=== Given instruction 1 ===
Report every line of the records below that contains the word "black". Case counts.

Archives for posts with tag: price ratio

Price ratios are a classic indicator used in a range of industries where assets depreciate over time. In the shipping sector, they can often tell us something about the perceived health of the market, and in particular about what investors are really willing to outlay to get their hands on assets that are on the water today compared to investing in a new vessel.

A Classic Ratio

One classic shipping market indicator is the ratio of the 5 year old price of a ship to the newbuild price of a similar vessel. On the basis of a 25 year lifespan, a 5 year old ship, depreciating on an even basis, would be worth around 80% of the newbuild price. However, if investors feel that the market is strong enough, they may be willing to pay a premium to get their hands on a secondhand vessel to operate in the market today. Conversely, if the earnings environment looks weak, investors may take a more negative view of the value of the existing asset.

The graph shows the 5yo/Newbuild price ratio for a VLCC tanker, a Panamax bulkcarrier and a 2750 TEU containership over time. Immediately apparent is that during the boom shipping market of the mid to late 2000s, the featured ratios stood well above the 80% line, and at times above 100% for all three vessel types, with the Panamax bulker ratio as high as 170% in late 2007. Since the downturn in 2008, the ratios have fallen. From one angle, it could have been worse; there was a period when all three ratios exceeded 80% (Mar 10-Jun 11). However, in general the ratios have been depressed, and there have been clear phases (Oct 08-Mar 09, Aug 12-Apr 13) when they have all been below 80%.

=== Given instruction 2 ===
List the vessel types whose price ratios the graph in the shipping price ratio passage above shows.

=== Data shown ===
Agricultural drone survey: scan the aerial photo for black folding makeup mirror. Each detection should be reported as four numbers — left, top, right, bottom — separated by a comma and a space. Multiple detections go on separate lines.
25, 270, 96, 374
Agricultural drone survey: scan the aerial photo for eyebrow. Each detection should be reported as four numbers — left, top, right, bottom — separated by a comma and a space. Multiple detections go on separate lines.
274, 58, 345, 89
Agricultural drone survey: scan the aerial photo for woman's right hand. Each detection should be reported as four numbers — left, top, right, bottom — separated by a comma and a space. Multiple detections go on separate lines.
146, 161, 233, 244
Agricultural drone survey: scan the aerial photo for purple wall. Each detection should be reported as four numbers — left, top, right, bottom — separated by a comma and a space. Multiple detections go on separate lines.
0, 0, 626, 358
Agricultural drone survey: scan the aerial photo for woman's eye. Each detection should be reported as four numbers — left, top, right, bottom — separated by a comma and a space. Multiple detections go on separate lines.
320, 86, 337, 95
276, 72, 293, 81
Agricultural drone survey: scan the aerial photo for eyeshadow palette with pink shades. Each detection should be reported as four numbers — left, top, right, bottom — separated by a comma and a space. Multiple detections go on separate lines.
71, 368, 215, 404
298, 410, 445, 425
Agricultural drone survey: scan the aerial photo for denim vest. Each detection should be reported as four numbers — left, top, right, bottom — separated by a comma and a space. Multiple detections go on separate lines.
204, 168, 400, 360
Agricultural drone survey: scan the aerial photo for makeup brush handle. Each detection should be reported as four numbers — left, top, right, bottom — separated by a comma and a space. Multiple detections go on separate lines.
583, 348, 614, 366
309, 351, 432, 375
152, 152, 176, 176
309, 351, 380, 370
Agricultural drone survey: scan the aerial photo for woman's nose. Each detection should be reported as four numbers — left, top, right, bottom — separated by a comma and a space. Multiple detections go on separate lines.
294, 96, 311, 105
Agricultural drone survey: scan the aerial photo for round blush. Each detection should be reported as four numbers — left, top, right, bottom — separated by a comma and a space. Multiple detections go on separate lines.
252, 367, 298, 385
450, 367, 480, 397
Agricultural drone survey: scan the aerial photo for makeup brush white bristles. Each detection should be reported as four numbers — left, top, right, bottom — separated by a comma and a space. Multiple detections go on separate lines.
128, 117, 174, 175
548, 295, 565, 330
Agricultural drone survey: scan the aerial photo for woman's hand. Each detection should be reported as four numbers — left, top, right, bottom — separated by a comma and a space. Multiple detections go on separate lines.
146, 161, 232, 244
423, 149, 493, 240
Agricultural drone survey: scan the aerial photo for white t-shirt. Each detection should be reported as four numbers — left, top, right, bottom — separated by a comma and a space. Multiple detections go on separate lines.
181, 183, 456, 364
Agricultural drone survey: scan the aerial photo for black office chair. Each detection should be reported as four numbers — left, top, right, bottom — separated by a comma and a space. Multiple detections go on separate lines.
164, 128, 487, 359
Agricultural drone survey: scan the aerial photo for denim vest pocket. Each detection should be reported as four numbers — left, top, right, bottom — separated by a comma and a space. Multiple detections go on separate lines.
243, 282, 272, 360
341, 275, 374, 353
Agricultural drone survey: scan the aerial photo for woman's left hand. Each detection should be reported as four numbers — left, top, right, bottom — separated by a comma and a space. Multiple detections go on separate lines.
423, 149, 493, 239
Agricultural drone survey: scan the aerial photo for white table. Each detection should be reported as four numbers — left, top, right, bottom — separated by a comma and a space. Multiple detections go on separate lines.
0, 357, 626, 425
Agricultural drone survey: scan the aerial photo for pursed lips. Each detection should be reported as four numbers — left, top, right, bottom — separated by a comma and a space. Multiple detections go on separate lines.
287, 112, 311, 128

=== Worked answer 1 ===
Agricultural drone survey: scan the aerial photo for black folding makeup mirror. Each detection should be reported as four numbers — left, top, right, bottom — separated by a comma and a space. Multiple detections go on separate lines.
Agricultural drone survey: scan the aerial photo for black office chair. Each detection should be reported as four numbers — left, top, right, bottom — separated by a comma and a space. Multiple detections go on separate lines.

=== Worked answer 2 ===
- VLCC tanker
- Panamax bulkcarrier
- 2750 TEU containership